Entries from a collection

## BEGIN

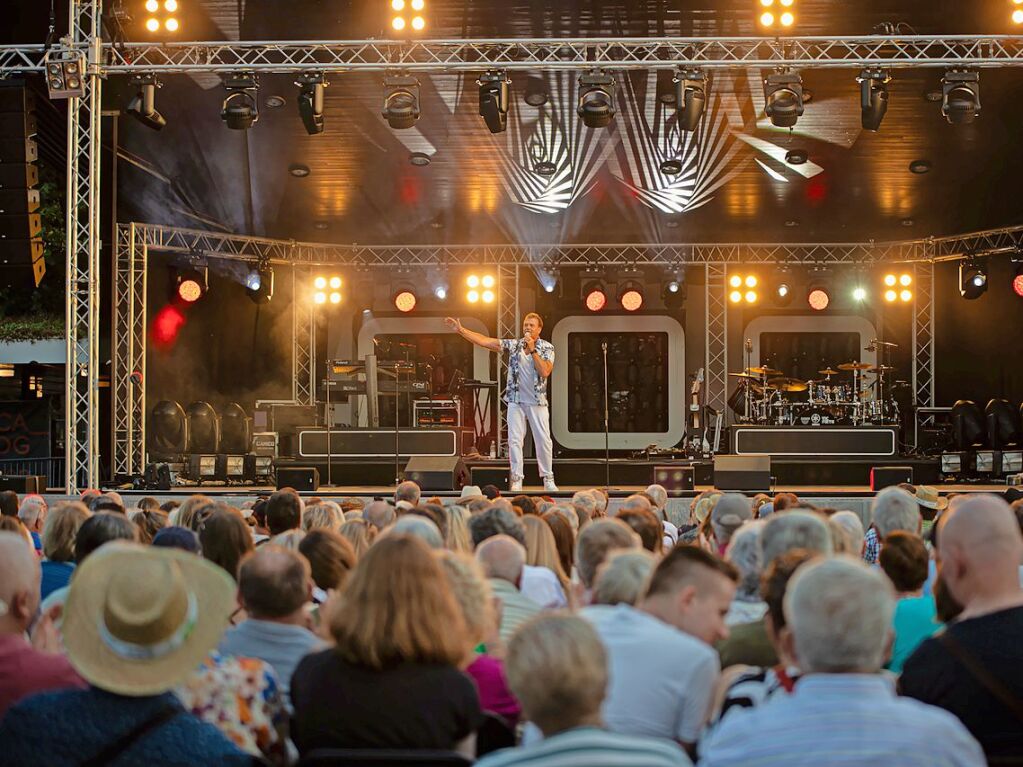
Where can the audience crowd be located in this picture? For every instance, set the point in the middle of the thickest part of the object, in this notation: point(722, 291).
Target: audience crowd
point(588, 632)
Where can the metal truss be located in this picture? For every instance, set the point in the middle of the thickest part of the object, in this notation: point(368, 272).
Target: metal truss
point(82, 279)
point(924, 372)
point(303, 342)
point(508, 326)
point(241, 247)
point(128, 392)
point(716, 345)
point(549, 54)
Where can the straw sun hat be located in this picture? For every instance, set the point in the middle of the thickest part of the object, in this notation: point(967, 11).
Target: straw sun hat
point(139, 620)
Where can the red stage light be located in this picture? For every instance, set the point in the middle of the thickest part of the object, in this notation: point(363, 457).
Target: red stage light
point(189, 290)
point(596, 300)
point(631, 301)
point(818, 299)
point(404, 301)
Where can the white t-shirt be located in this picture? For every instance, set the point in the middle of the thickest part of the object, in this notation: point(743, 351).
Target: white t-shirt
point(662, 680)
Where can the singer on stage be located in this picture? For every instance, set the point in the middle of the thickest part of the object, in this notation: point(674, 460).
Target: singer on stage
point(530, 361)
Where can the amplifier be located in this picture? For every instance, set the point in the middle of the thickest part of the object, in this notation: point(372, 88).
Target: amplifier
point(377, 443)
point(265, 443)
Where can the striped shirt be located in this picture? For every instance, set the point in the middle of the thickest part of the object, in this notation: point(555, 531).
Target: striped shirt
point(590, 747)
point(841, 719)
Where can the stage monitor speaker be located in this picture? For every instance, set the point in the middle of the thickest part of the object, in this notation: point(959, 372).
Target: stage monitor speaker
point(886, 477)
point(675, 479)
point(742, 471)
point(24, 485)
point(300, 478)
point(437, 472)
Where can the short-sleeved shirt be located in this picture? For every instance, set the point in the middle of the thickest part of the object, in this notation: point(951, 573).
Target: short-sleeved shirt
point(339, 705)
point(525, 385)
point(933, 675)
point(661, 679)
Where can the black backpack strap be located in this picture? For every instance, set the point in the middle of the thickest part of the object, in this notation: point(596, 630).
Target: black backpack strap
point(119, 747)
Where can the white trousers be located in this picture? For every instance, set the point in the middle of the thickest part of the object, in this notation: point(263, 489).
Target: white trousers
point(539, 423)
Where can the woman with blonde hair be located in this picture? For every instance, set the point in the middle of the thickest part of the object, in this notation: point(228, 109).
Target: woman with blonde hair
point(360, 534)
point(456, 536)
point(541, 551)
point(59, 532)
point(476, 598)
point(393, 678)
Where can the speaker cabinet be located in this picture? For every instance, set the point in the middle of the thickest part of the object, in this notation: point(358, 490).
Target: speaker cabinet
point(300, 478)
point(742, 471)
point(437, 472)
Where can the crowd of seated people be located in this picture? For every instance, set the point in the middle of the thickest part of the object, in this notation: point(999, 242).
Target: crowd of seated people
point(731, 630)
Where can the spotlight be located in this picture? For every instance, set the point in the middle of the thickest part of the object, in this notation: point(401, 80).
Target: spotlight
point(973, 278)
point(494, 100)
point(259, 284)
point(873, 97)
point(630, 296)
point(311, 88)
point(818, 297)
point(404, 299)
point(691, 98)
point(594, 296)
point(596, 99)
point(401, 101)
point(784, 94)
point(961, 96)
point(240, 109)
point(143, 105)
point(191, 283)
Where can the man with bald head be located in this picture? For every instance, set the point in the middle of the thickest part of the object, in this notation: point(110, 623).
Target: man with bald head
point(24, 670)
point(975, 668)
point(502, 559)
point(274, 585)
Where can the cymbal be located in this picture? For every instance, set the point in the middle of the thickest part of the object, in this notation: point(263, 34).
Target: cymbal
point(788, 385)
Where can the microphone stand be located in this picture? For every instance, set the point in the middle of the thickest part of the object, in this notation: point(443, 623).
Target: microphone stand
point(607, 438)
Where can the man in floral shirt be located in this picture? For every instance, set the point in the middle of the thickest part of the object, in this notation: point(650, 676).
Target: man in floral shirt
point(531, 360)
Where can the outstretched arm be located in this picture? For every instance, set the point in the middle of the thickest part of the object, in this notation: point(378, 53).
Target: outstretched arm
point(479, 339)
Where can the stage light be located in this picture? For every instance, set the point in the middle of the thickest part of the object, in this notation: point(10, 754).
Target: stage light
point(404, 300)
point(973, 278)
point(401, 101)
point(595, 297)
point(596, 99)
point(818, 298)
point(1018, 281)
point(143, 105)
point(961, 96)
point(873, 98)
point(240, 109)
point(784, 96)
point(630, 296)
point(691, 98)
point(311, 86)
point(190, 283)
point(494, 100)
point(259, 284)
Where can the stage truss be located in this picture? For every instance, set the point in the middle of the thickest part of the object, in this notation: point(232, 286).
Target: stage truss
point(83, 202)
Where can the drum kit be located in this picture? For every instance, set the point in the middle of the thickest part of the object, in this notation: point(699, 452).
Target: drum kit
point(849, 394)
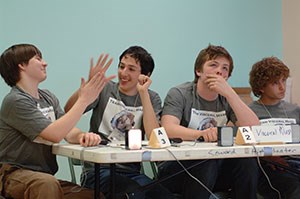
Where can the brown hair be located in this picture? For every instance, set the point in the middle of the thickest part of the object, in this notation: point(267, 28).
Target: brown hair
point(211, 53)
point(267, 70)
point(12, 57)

## END

▶ **CHALLENGE**: Can you copy out every line of the material above word for word, leaving out the pictures?

▶ **COMPLETE RESPONSE**:
Where can the audience crowd be located in this picture? For every instance, set the point in the middle of the thickest part of the object, in this notation: point(722, 291).
Target: audience crowd
point(588, 632)
Where can the metal truss be located in this picture? For every instance, set the point in the middle of the thickest part of the object, in this notation: point(368, 272).
Target: metal truss
point(82, 279)
point(924, 372)
point(303, 342)
point(508, 326)
point(241, 247)
point(128, 392)
point(716, 345)
point(549, 54)
Where can the straw sun hat be located in this picture? For every instance, set the point in the middle of the thickest part of the object, in this notation: point(967, 11).
Target: straw sun hat
point(139, 620)
Where can the red stage light be located in this picture? For every instance, set the point in the middle of the thickest part of the object, in this notation: point(363, 457).
Target: red stage light
point(189, 290)
point(596, 300)
point(631, 301)
point(818, 299)
point(404, 301)
Where can the white t-shirt be located in this picture? For every instance, set the point in the middle of the thickest part of the object, in this notation: point(743, 351).
Target: white t-shirt
point(662, 680)
Where can the singer on stage be located in this picture? For every instance, set the point in the middle of the thickest part of the object, in this notation: point(674, 460).
Target: singer on stage
point(530, 361)
Where can the amplifier be located in this picture? For every instance, set the point in the middle of the thickest part of the object, in this notation: point(372, 88).
Target: amplifier
point(377, 443)
point(265, 443)
Where can the striped shirt be located in this picture? For every instance, set the point in the middle of the thickest part of the object, in this notation: point(555, 531).
Target: striped shirt
point(590, 747)
point(841, 719)
Where can the stage monitor speaker be located in this picture? For every instance, set the point in the middle of the thickest part of the object, in this notation: point(959, 372).
Target: stage monitor speaker
point(886, 477)
point(675, 479)
point(742, 471)
point(24, 485)
point(300, 478)
point(437, 472)
Where can the short-sleeved shirt be located in this picture? For every instance, set the point in the middle of the thickest part of the object, in this notation: point(951, 573).
Target: short-sleeved shirt
point(339, 705)
point(525, 385)
point(933, 675)
point(661, 679)
Where can the black backpack strap be located in this picture? For every instance, set the point in the middle of the thickest part of the object, in this notation: point(596, 630).
Target: black backpack strap
point(119, 747)
Where can the white trousers be located in this picture? For every instance, set the point in the middle of the thickest part of the object, in this notation: point(263, 489).
Target: white trousers
point(539, 423)
Where can the woman with blonde hair be located in this picture? For every instance, set the point in the middle of the thickest part of the object, in this notation: point(228, 109).
Target: woman with blonde hair
point(360, 534)
point(456, 536)
point(541, 551)
point(59, 532)
point(476, 598)
point(393, 678)
Where can the speaker cabinet be located in this picture? For every instance, set the point in the middle of the thickest part of the object, in this notation: point(358, 490).
Target: speaker cabinet
point(300, 478)
point(742, 471)
point(437, 472)
Where can the crowd of seated people be located in this picture? For every instance, set the point in the middle of the thickest part of the object, in this notation: point(999, 242).
Target: crowd of seated people
point(731, 630)
Where can the spotlight be located in this picture? For every instance, set the point in the middle of the thickest part of the object, in this notation: point(401, 80).
Target: spotlight
point(973, 278)
point(494, 100)
point(259, 284)
point(873, 97)
point(630, 296)
point(311, 88)
point(818, 297)
point(404, 299)
point(691, 98)
point(594, 296)
point(596, 99)
point(401, 101)
point(784, 94)
point(961, 96)
point(240, 109)
point(143, 105)
point(191, 283)
Where can the man with bald head be located in this picture? For every instance, set the point in the middle of the thickest part of the object, in this notation: point(110, 623).
Target: man with bald head
point(24, 670)
point(975, 668)
point(502, 559)
point(274, 585)
Where can the cymbal be located in this picture? For every instance, set the point in the middle of the thickest part of the object, in this notation: point(263, 34).
Target: cymbal
point(788, 385)
Where can the microphone stand be located in this picture? For every instance, set the point in the middle of the thickest part of the object, in this notation: point(443, 623).
Target: microphone stand
point(607, 438)
Where can the man in floral shirt be located in this picture? For every instance, set the point in the middle of the thickest part of the object, in this notation: point(650, 676).
Target: man in floral shirt
point(531, 360)
Where can the outstretched arm be located in this picture? For every instance, set the point in the middle of the thickest part of the object, in this notation: point(378, 53).
Target: outstretched arm
point(479, 339)
Where can the stage light be located in this picture? For every instance, set the point in the middle of the thickest part of the object, in this notation: point(10, 754).
Target: stage light
point(404, 300)
point(973, 278)
point(401, 101)
point(595, 297)
point(596, 99)
point(818, 298)
point(1018, 281)
point(143, 105)
point(961, 96)
point(873, 98)
point(240, 109)
point(784, 96)
point(630, 296)
point(691, 98)
point(311, 86)
point(190, 283)
point(494, 100)
point(259, 284)
Where can the stage truss be located in this picture? For every instance, set the point in the middle of the thickest part of the object, in this notation: point(232, 286).
Target: stage truss
point(83, 202)
Where can the drum kit be located in this picture? For every instance, set the point in the middle of the thickest part of the object, in this notation: point(699, 452).
Target: drum kit
point(849, 394)
Where can the brown hair be located in this picture? For every instance, set the point in the middle of the thickest part of the object, in this notation: point(267, 28).
Target: brown hair
point(211, 53)
point(267, 70)
point(12, 57)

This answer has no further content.